THE POSTMODERN WORKER EXPOSED!



THE POSTMODERN WORKER EXPOSED! UNMASKING THE UNDER-ACHIEVING WORKFORCE, 422 pages, illustrations, statistics, tables, graphics, photographs, schematics, graphs and excerpts of five Fisher books in this genre, $19.95, paperback; $5.99 e-book.

THE FORWARD & AFTERWORD 

FOREWORD


By Ken Shelton CEO of Executive Excellence, LLC, author of Beyond Counterfeit Leadership, and editor-publisher of Leadership Excellence magazine for 30 years.

Spoiler alert: As you pick up a book with the word “exposed” in the title and “unmasking” in the subtitle, you should expect to find the naked truth, Rated R for its Revealing portrayals and portraits, in this case of working professionals, along with their managers and leaders in the milieu of modern organizational mania and madness.

However, here author Dr. James R. Fisher, Jr. is not publishing pornography nor writing a lurid tell-all autobiography; rather, he is crafting lithography in which the image to be printed is ink-receptive and the blank area ink-repellent. Ergo, in reading his words, you will either be receptive or repellent to his ideas and images, depending in part on your own life experience and point of view.

Warning: In this book, Dr. Jim is not shooting blanks but live bullets, meaning you could be injured or influenced. Indeed, he aims both for the mind and the heart, and, in the end, he wants you to take action.

My Take on Dr. Jim Fisher

Having known Jim Fisher for at least two decades, having read much of what he has written, and having published more than a score of his commentaries on this and related subjects for my Leadership Excellence magazine, I can attest: he is a prolific word machine, but not because he is vain and verbose but rather because he is a rare Renaissance man of ideas and ideals, motived by his diminishing time in mortality to share them more widely. In this sense, he serves like James, the apostle of Jesus, as a “fisher of men”.

This “expose” provides further evidence of his excellence, as he aims to expose the plight of the postmodern professional worker (most of us). This is not easy reading. You may well toss this book across the room (or delete it from your screen), and that’s fine, as long as you then pick it up again. Fisher is an acquired taste, as he is not writing like Norman Vincent Peale, in public relations mode to “win friends and influence people”; nor illustrating nostalgic notions like Norman Rockwell; rather, he writes more like Norman Lear, to reveal discrepancies and expose hypocrisies and paints word pictures like Vincent Van Gogh, the Dutch post-modern impressionist known for his bold colors and dramatic, impulsive and expressive brushwork.

With his deft brush, Fisher calls out the worst sins of corporate leaders and silent killers in management waste bins. But along with the description of the problem, we also find here real solutions, such as the healing balm to loneliness and isolation—being your own best friend.

In reading this book, I hope you gain the same kind of respectful relationship with Jim and his writings as I have: I deeply respect this man and applaud his messages. Clearly, he is a man who is comfortable in his own skin and skull, skillful in sketching out manuscript skeletons and then fleshing out ideas. He is both a technician and artist, writing as much for the craft as for change. He is not seeking entertainment or recreation but attainment and re-creation. He asks his readers not only to think but also to act; not only to transition but also to transform.

Jobs:
A. Please say whether each statement below agrees with the book foreword above, answering yes or no and quoting the deciding words of the foreword: (i) Ken Shelton has known Fisher for at least two decades. (ii) The paperback costs $5.99. (iii) Shelton says Fisher writes in the manner of Norman Rockwell.
B. Pick up the book foreword above after its final sentence and keep writing it.

Dataset records:
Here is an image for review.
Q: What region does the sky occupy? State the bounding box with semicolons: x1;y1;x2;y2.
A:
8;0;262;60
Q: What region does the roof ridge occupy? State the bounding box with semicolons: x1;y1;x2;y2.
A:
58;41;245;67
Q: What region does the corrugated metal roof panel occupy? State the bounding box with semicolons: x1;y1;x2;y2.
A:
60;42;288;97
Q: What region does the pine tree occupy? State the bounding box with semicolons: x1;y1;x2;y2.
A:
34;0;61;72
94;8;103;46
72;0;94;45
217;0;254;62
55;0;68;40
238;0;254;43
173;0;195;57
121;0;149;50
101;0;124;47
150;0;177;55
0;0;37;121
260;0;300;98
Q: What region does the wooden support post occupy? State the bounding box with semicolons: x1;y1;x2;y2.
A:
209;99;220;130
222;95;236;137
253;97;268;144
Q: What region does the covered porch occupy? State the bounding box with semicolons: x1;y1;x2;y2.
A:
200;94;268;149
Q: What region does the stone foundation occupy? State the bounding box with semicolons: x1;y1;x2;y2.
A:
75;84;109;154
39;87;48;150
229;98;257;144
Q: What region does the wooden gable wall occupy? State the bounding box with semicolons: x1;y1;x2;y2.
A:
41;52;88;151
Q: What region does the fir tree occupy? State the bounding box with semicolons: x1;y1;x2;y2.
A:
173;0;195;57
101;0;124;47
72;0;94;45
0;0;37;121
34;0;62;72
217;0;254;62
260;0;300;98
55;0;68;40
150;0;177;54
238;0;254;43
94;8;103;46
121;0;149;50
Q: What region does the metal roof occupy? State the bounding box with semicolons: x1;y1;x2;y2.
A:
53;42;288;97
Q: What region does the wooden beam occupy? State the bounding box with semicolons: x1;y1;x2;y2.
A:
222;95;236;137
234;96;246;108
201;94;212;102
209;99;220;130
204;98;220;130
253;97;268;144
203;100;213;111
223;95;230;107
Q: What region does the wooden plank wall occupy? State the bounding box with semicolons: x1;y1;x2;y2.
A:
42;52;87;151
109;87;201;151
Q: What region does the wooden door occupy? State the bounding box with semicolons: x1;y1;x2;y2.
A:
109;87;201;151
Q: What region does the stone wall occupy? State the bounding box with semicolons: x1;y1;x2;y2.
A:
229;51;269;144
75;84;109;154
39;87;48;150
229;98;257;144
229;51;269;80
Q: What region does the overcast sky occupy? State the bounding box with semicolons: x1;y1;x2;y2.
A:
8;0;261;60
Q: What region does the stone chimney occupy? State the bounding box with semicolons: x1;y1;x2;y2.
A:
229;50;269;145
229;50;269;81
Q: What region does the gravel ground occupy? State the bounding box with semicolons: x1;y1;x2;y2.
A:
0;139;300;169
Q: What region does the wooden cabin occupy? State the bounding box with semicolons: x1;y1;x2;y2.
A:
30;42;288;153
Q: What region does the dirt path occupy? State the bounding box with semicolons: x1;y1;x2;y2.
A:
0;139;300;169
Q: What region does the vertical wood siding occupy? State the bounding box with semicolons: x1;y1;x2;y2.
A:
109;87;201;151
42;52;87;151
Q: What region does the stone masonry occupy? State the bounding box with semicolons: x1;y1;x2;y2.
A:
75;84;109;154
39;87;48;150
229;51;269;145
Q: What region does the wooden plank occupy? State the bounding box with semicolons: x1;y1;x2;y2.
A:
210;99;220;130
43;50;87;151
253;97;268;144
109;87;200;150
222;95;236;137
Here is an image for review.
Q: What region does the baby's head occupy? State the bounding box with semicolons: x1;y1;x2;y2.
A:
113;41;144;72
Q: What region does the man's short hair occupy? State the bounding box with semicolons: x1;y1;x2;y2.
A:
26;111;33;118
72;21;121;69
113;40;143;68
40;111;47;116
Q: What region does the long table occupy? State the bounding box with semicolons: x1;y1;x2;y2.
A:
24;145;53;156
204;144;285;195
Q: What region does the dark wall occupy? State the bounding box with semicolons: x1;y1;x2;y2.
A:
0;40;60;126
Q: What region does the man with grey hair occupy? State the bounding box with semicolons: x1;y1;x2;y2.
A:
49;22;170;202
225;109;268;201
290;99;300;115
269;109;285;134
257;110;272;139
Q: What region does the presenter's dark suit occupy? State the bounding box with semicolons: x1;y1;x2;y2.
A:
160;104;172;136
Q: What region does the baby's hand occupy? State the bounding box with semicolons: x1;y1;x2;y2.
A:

Responses per task:
A.
(i) Yes: "Having known Jim Fisher for at least two decades"
(ii) No: "$19.95, paperback; $5.99 e-book."
(iii) No: "nor illustrating nostalgic notions like Norman Rockwell"

B.
While Jim is a stanch Catholic, he appears to be writing to refine organizational theology and reform management/leadership ideology. He is a Saint James, and yet he writes in the style of Martin Luther and John Calvin, as he too is bold in publishing his grievances.

As a professional, Jim is the rarest of breeds: a company man who succeeded in many organizations but always as his own man, perhaps because his answers are as valuable as his questions. For example, while working in Human Resources at Honeywell, even when he saw that the Honey was all about the Money, his well of resourcefulness never ran dry.

My Take on This Book

Like Joseph Conrad, James Fisher is writing his own Heart of Darkness, as one who has penetrated the mind and soul of managers and leaders. He finds that “executive excellence” is at best a humorous contradiction and at worst a heinous oxymoron, with an emphasis on ox and moron—the executive elites who exploit the professional expendables.

While Jim pumps out paragraphs, he is full of powerful one-liners. For example, in Work Without Managers: A View from the Trenches, he writes: “Take charge of your work! It is the best way to take charge of your life. Damn the torpedoes! We don’t need managers. They need us!”

Real power, he notes, has shifted dramatically from management to the worker domain, “But workers behave as if management still possesses the power. The organization waffles like a rag doll in the wind. Uncertainty reigns supreme, and power is falling between the chairs.”

In The Worker, Alone! Going Against the Grain, Jim argues that nothing changes at work until working professionals change. “Games of trendy themes like empowerment continue. It is now urgently up to workers to put this house in order. Neither house cleaning nor finger pointing will do. Professionals must get off the dime and boldly take charge of work, their work, which is the path to taking charge in life.”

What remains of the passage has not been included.